:: Source document ::
_ _ _
Khartoum — On 17 January inter-communal conflict in the Jebel Moon locality of West Darfur State affected an estimated 3,500 people in the five return villages of Chilchil, Girji Girji, Bir Bateha, Dileibaya and Khomi. In some of the villages homes and recent harvests were burned and livestock was looted.
According to the latest bulletin of the UN Office for the Coordination of Humanitarian Affairs (OCHA) in Sudan, government forces brought the situation under control by 19 January and some of the perpetrators were reportedly arrested. People had spontaneously returned to these villages from refugee camps in Chad and from villages located along the Sudan-Chad border in 2017 and 2018 following encouragement from authorities to return and the improvement of the security situation with the establishment of police posts.
A joint inter-agency needs assessment team visited the affected villages from 12 to 14 February to assess needs. The villagers had initially fled their homes to Selea, Kuru and Rakkeina villages-close to the Jebel Moon mountains-and some moved into neighbouring Chad. At the time of the assessment most had returned to their homes.
The main gaps identified by the mission team were the lack of basic services and availability of only one functioning water pump in each village, which is shared with the nomadic communities living nearby. The mission team recommended establishing additional water sources to avoid possible conflict over resources. In addition, there are no health, nutrition, education, sanitation or community conflict resolution/reconciliation centres/mechanisms available in any of the villages. Other recommendations include the provision of emergency shelter and household supplies; and distribution of food aid as most food supplies were destroyed.
_ _ _
:: Dataset excerpts ::
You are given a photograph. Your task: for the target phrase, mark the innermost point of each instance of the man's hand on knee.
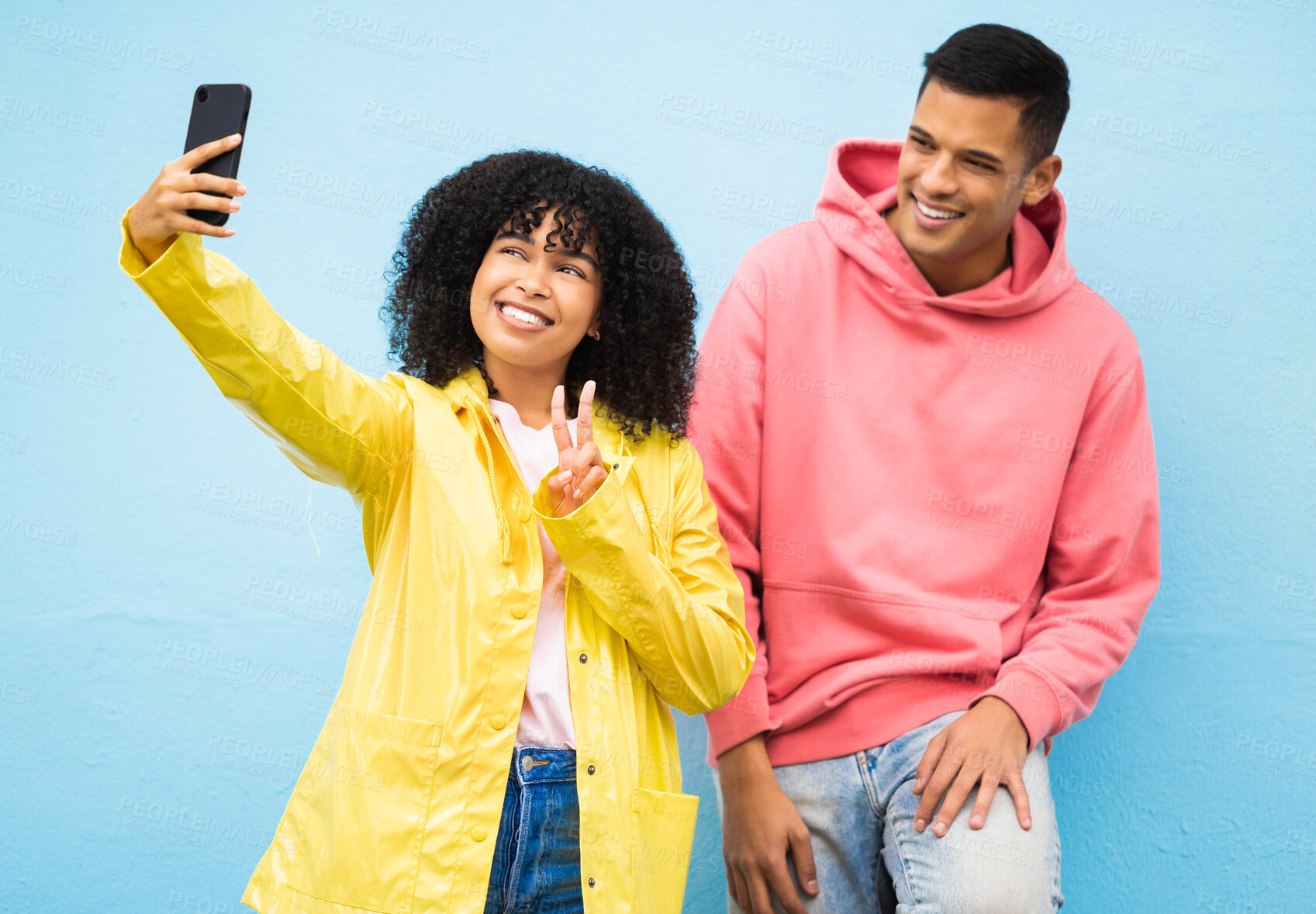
(987, 744)
(760, 825)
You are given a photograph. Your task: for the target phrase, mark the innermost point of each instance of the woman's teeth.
(511, 310)
(938, 213)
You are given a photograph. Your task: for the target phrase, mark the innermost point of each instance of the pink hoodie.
(927, 498)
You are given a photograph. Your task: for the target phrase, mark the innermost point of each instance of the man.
(932, 460)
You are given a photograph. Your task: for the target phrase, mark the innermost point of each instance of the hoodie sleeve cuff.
(740, 718)
(1033, 700)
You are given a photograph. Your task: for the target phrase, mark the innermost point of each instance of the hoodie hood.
(861, 183)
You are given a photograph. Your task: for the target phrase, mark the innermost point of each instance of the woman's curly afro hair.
(644, 362)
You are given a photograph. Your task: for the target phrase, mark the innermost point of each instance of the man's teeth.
(938, 213)
(523, 315)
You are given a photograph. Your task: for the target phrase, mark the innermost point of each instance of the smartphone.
(219, 109)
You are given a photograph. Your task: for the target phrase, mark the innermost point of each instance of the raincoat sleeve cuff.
(596, 509)
(183, 254)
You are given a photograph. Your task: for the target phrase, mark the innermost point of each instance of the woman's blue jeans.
(537, 855)
(859, 813)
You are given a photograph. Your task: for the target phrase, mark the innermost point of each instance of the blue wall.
(130, 587)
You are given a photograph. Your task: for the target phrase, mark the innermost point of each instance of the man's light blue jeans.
(859, 810)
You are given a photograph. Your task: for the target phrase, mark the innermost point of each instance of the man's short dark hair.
(998, 61)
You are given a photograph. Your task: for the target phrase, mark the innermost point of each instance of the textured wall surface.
(178, 601)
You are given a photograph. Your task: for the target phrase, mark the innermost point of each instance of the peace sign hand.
(581, 466)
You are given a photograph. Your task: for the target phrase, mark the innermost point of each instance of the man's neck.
(972, 272)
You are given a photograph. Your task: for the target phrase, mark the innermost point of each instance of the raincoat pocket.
(354, 825)
(662, 834)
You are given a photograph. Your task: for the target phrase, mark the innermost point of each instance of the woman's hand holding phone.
(161, 213)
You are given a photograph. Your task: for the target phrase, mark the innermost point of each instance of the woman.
(502, 736)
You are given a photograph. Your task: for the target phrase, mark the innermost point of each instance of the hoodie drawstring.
(504, 532)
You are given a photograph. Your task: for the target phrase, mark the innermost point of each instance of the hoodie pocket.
(662, 834)
(353, 830)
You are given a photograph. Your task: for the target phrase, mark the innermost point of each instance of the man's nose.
(938, 177)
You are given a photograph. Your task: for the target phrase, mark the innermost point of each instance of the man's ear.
(1041, 179)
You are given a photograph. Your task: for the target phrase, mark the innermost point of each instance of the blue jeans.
(537, 855)
(859, 813)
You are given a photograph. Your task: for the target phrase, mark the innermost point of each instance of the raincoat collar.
(468, 391)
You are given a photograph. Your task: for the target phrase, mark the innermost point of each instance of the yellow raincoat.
(399, 804)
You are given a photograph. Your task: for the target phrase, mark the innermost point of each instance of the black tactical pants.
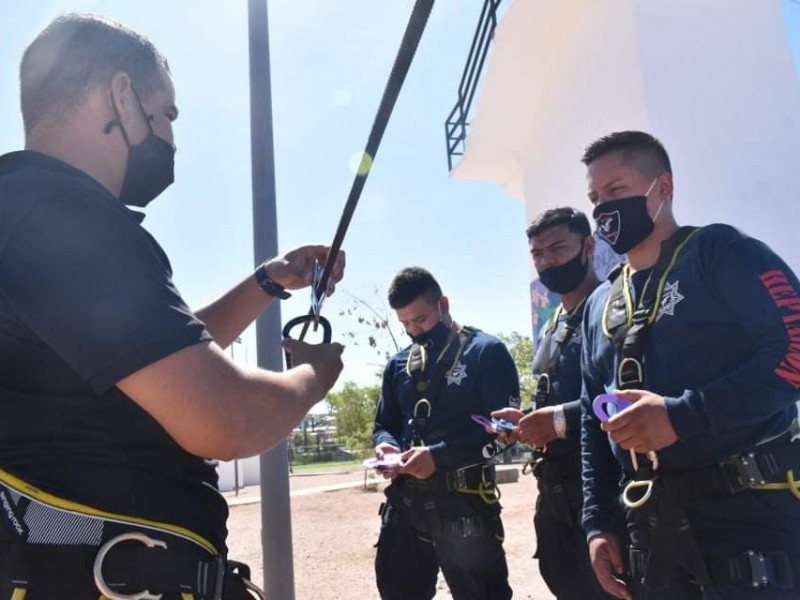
_ _ _
:: Jobs ::
• 1. Please repeat the West Darfur article word for word, starting at "According to the" and ending after "of police posts.".
• 2. In the West Darfur article, by what date had government forces brought the situation under control?

:: Task-by-task results ::
• 1.
According to the latest bulletin of the UN Office for the Coordination of Humanitarian Affairs (OCHA) in Sudan, government forces brought the situation under control by 19 January and some of the perpetrators were reportedly arrested. People had spontaneously returned to these villages from refugee camps in Chad and from villages located along the Sudan-Chad border in 2017 and 2018 following encouragement from authorities to return and the improvement of the security situation with the establishment of police posts.

• 2. By 19 January.